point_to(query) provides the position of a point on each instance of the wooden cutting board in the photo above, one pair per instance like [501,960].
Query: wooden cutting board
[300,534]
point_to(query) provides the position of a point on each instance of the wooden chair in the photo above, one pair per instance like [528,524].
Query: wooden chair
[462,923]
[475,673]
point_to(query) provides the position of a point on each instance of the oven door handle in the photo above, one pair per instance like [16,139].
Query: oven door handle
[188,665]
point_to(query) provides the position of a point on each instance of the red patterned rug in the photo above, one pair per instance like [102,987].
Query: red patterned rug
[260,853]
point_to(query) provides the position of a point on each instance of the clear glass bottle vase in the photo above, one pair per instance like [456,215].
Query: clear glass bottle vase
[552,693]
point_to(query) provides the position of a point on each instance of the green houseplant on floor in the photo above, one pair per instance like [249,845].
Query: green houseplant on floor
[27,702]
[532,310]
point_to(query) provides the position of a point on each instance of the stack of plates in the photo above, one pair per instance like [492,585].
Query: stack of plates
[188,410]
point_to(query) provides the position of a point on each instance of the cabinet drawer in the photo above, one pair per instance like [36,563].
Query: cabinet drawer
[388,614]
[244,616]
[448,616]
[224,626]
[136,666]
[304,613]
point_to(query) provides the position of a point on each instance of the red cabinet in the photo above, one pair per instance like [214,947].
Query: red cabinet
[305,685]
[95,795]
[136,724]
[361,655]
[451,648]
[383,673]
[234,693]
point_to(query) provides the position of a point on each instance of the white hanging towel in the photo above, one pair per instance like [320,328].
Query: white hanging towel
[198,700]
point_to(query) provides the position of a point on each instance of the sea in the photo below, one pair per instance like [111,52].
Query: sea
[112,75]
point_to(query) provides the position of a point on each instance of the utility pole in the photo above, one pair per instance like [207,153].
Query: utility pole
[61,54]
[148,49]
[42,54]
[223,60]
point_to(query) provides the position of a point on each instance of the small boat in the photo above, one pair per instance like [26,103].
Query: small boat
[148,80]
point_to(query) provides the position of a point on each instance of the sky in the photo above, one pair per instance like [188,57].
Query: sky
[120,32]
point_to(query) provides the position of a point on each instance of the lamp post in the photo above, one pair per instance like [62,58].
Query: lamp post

++++++++

● Problem requirements
Word for word, transcribe the data shown above.

● Exercise response
point_to(query) provides the position of a point on each instance of the wooden cutting board in the photo above, one pair per instance like [501,960].
Query: wooden cutting board
[300,534]
point_to(query) provides the position of a point on each instance of the wooden chair in the photo above, one pair per instance like [528,524].
Query: wooden chair
[462,923]
[475,673]
point_to(query) provides the position of a point on each instance of the oven door handle in the photo above, one pair per instance like [16,139].
Query: oven door handle
[188,665]
point_to(query) provides the position of a point on each instance of the red patterned rug in the photo above, one pair per instance like [102,987].
Query: red patterned rug
[260,853]
point_to(query) provides the position of a point on each instance of the clear glass bottle vase in the photo above, one pair per instance like [456,215].
Query: clear glass bottle vase
[552,693]
point_to(query) provides the position of a point on each instance of the green houseplant on floor in the photo above, one pair per instance like [249,845].
Query: green houseplant on floor
[27,702]
[532,310]
point_to(query) provides the position of a point on each instance of the stack of plates in the photo above, one pair per instance like [492,585].
Query: stack of plates
[188,410]
point_to(query) provides the position of a point on each instance of the cabinet drawer in the photo above, one pair per instance like [36,563].
Query: cabinet drawer
[388,614]
[244,616]
[448,616]
[224,626]
[136,666]
[304,613]
point_to(query) provides the position of a point on each instance of the red cabinet in the photo above, one pair per instance like [214,947].
Query: red cabinet
[305,685]
[95,795]
[136,724]
[361,655]
[451,648]
[383,673]
[234,693]
point_to(query) provides the position of a point on each instance of the white hanging towel in the photo above, one pair per instance like [320,328].
Query: white hanging towel
[198,700]
point_to(query) provides the position of a point on each instance of the sea in the photo below, one pair per instance like [111,52].
Query: sea
[112,75]
point_to(query) provides the position of a point on each instance of the utility pole in the photo above, one pair per instance like [207,153].
Query: utility pole
[61,54]
[148,49]
[42,54]
[223,60]
point_to(query) provides the position of a point on each instance of the small boat in the photo above, one pair per instance like [26,103].
Query: small boat
[148,80]
point_to(query) provides the position of a point on each instance of the sky in the photo above, one pair per instance like [188,57].
Query: sky
[120,32]
point_to(query) provides the position of a point on each instance of the lamp post in the photo above, one pair per instance like [62,58].
Query: lamp post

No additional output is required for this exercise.